* **Trecho selecionado**:
======

A VIDA DESDE A SACADA [1]
ALESSANDRA SAPOZNIK [2]
Madri, 14 de março de 2020
(Aos escutadores da cidade)
Faz-se dia na rua Salitre
Os vizinhos do edifício da frente com suas cadeiras estreitas colocadas em suas minúsculas sacadas, buscando um pouco de exterioridade
Uma exterioridade interior, um umbral suspenso no ar, de onde apenas se pode olhar a rua
Desde suas casas ecoam diferentes tipos de música, algumas delas não nos apeteceria escutar normalmente
Porém dadas as circunstâncias, se agradece a oferta
Há algo de vizinhança nessa atitude, e isso também se agradece
Um vizinho regando as plantas, um casal conversando
Ela veste a parte de cima do biquíni, ele de cueca
No andar de cima, duas jovens dançam em um tom estranhamente feliz
Pessoas passam com a sacola do supermercado, com seus cachorros, com a cara coberta por uma gola de inverno ou por um lenço
Traje anti-coronavírus improvisado, verdadeiro modelo antifascista utilizado nas manifestações
Vírus no lugar de bombas...quanta ironia!
O enclausuramento está nos tornando mais voyeurs, porém se trata de um voyeurismo imposto e restrito
Nosso olhar, normalmente acostumado a banhar-se nas infinitas cenas que acontecem na rua, agora se dirige aos balcões, ao interior das casas, aos pequenos movimentos os quais é possível apenas imaginar
Escutamos vozes que ressoam na praça
Tentamos adivinhar os ruídos, imaginamos quantas pessoas estarão na rua
Até agora olhamos a rua sem sentir sua verdadeira ausência
Ainda estamos na fase antropológica da quarentena, tratando de delimitar nosso objeto de estudo
Mas logo essa fase da investigação vai terminar
E o tempo vai passar mais lentamente, até estacionar no presente do indicativo
É quando começaremos a sentir muita saudade desse espaço que nos contém, desse manancial de experiências as mais diversas, muitas vezes hostis
Porém é lá onde se desdobra a vida, os encontros e os choques
E virá um tédio e um aborrecimento que não é o ennui do homem moderno que habita a cidade industrial
É algo que pende mais para a angústia e para o vazio
Muito pós moderno, como deve ser
Temo por nossos corpos e mentes, por como vão reagir a essa escassez de miradas, breves conversações, maus humores e fricções cotidianas
É por um tempo, temos que fazer esse esforço coletivo pelo bem comum
Isso já sabemos, vamos acatar
Mas o que realmente nos vai custar é mirar a rua e não poder vivê-la
Aqui vale mais dizer So close, faraway! do queFaraway, so close![3]
Será um pouco torturante ver o objeto de desejo tão de perto e não poder tocá-lo
“Dá vontade que esse maldito vírus chegue logo, nos tome de uma vez para que depois passemos a ser pós covides” [4]
Não se pode estar mais de acordo
Faz pouco tempo que a vida brotou das sacadas para apoiar aqueles que nos cuidam
Vizinhos que não se conheciam trocaram olhares e se cumprimentaram
E assim acontece todos os dias
O casal de vizinhos voltou a aparecer, desta vez devidamente vestidos com seus respectivos roupões
Foi uma pequena grande experiência
Agora mesmo está soando um acordeom muito melódico acompanhado de uma voz muito doce
Uma música generosa que desde a sua sacada vem para recordar-nos de nossa humanidade
Desde a minha sacada é possível avistar dois dos bêbados do bairro
Eles passam o dia sentados no banco da esquina, vivendo a cidade e tentando se relacionar com os vizinhos que passam
Não sei se é correto falar assim, mas a única coisa que me ocorre pensar é “que bom que eles ainda resistem”.

======

* **Extrato de dados**:
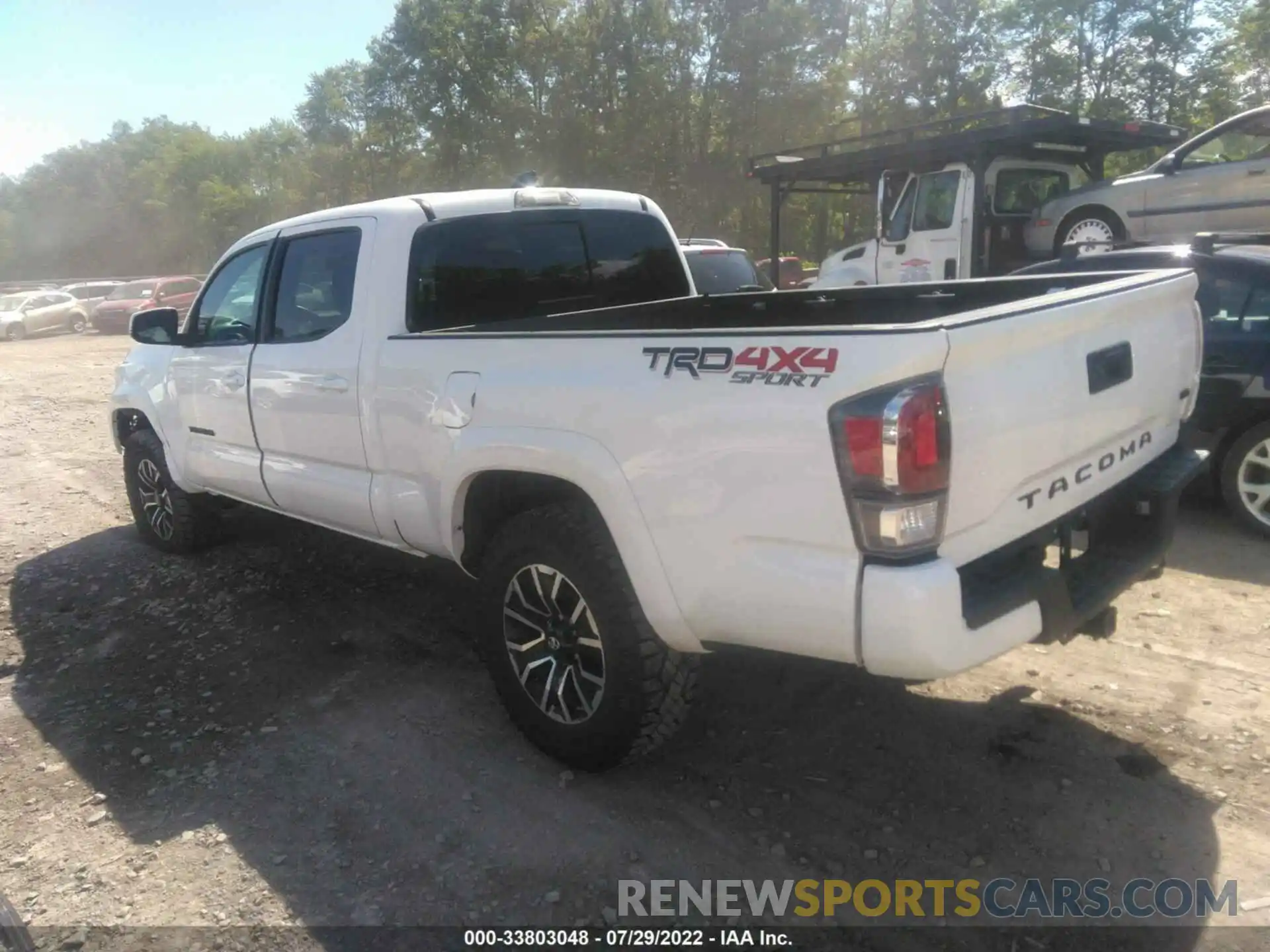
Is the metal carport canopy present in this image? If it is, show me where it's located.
[748,104,1186,287]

======

* **Ordem de serviço**:
Dê sequência ao trecho sobre a quarentena vista da sacada, começando logo depois da última frase dele. A listagem não tem nenhuma relação com o trecho sobre a quarentena vista da sacada.

* **Resultado da tarefa**:
[1] Esse texto foi escrito no primeiro dia do confinamento. Desde então, a vida na sacada se tornou mais complexa, assim como a escritura. É difícil manter o tom de crônica do confinamento quando as pessoas estão morrendo.
[2] Psicanalista, membro do Departamento de Psicanálise do Instituto Sedes Sapientiae, integrante do coletivo Escutando a Cidade. Mestrado na Universidad Complutense de Madrid, doutorado em andamento na mesma universidade e fundadora do projeto La Azotea: psicoanálisis, clínica y comunidad.
[3] Filme de 1993, dirigido por Wim Wenders.